### STATED PROBLEM 1
Summarize the passage about a spouse's attitude toward animals in two sentences.

How I EVER ended up with man who tolerates but is most definitely not completely enamored with all things furry and feathered, I’ll never know– but, not unlike what I did with mushrooms when we first got married, I still hold out hope that repeated exposure will someday result in Russ waking up one morning, sitting bolt upright in bed and announcing, “You know what we need around here? A PUPPY!” It hasn’t happened yet with mushrooms, but he eats them in my spaghetti sauce, etc. all the time and hasn’t vomited or run screaming from the table so, yeah, I think it’s working.

### STATED PROBLEM 2
In the records, rewrite the lines from the one holding "Target: branch bark texture" through the end of the records, inclusive, with "marker" replaced by "dot" and everything else left unchanged.

### GIVEN RECORDS

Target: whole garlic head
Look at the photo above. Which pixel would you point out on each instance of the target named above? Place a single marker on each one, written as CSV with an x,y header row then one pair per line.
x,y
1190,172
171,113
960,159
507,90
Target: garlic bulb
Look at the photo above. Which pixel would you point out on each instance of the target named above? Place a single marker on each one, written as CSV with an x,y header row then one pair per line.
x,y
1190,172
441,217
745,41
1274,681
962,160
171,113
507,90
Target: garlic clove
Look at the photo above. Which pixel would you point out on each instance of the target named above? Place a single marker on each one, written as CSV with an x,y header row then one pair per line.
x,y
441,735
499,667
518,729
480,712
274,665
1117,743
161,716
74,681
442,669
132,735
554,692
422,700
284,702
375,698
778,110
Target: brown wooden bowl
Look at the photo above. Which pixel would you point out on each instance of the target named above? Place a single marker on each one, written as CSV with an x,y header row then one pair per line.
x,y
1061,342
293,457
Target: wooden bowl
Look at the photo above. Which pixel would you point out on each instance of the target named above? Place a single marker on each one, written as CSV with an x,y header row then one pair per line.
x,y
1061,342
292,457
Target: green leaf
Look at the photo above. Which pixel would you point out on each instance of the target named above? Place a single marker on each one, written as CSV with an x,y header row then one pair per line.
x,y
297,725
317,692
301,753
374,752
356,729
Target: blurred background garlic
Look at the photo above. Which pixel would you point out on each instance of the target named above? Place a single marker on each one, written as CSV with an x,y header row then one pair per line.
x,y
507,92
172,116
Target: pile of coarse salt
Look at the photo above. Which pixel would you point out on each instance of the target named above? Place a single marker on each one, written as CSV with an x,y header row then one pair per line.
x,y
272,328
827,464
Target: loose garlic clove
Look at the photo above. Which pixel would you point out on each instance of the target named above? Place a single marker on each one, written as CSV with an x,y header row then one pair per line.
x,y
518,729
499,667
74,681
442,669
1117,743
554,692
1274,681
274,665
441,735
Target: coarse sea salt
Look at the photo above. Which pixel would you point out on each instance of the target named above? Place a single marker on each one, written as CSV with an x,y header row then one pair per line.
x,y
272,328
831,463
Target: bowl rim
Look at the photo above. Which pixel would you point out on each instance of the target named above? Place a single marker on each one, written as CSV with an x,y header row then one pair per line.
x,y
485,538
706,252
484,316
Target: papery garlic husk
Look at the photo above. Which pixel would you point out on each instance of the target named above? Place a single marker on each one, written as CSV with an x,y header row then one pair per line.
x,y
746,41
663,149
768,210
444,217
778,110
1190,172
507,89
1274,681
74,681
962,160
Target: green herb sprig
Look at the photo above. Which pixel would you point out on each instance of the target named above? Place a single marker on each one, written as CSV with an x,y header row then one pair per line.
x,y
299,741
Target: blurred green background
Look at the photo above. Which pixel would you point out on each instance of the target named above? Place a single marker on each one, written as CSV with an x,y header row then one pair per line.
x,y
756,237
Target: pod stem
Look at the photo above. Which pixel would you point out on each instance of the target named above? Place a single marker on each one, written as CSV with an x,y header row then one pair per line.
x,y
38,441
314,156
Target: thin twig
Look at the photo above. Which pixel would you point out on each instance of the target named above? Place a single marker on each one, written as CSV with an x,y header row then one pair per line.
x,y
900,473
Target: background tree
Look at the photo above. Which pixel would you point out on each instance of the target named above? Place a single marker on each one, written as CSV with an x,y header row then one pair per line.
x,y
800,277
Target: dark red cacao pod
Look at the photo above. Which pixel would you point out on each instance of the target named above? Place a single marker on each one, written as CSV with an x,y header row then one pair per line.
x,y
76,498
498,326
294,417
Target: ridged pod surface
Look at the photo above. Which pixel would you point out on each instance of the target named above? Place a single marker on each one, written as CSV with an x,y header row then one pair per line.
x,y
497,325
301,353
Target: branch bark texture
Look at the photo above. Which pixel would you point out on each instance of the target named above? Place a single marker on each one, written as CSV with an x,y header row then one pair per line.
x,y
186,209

### FULL SOLUTION 1
The narrator is puzzled at having married Russ, a man who tolerates but is not completely enamored of all things furry and feathered, and hopes that repeated exposure will one day lead him to announce that they need a puppy. That has not yet happened with mushrooms either, but he eats them in the narrator's spaghetti sauce all the time without vomiting or running screaming from the table, which the narrator takes as a sign that the approach is working.

### FULL SOLUTION 2
Target: branch bark texture
Look at the photo above. Which pixel would you point out on each instance of the target named above? Place a single dot on each one, written as CSV with an x,y header row then one pair per line.
x,y
186,209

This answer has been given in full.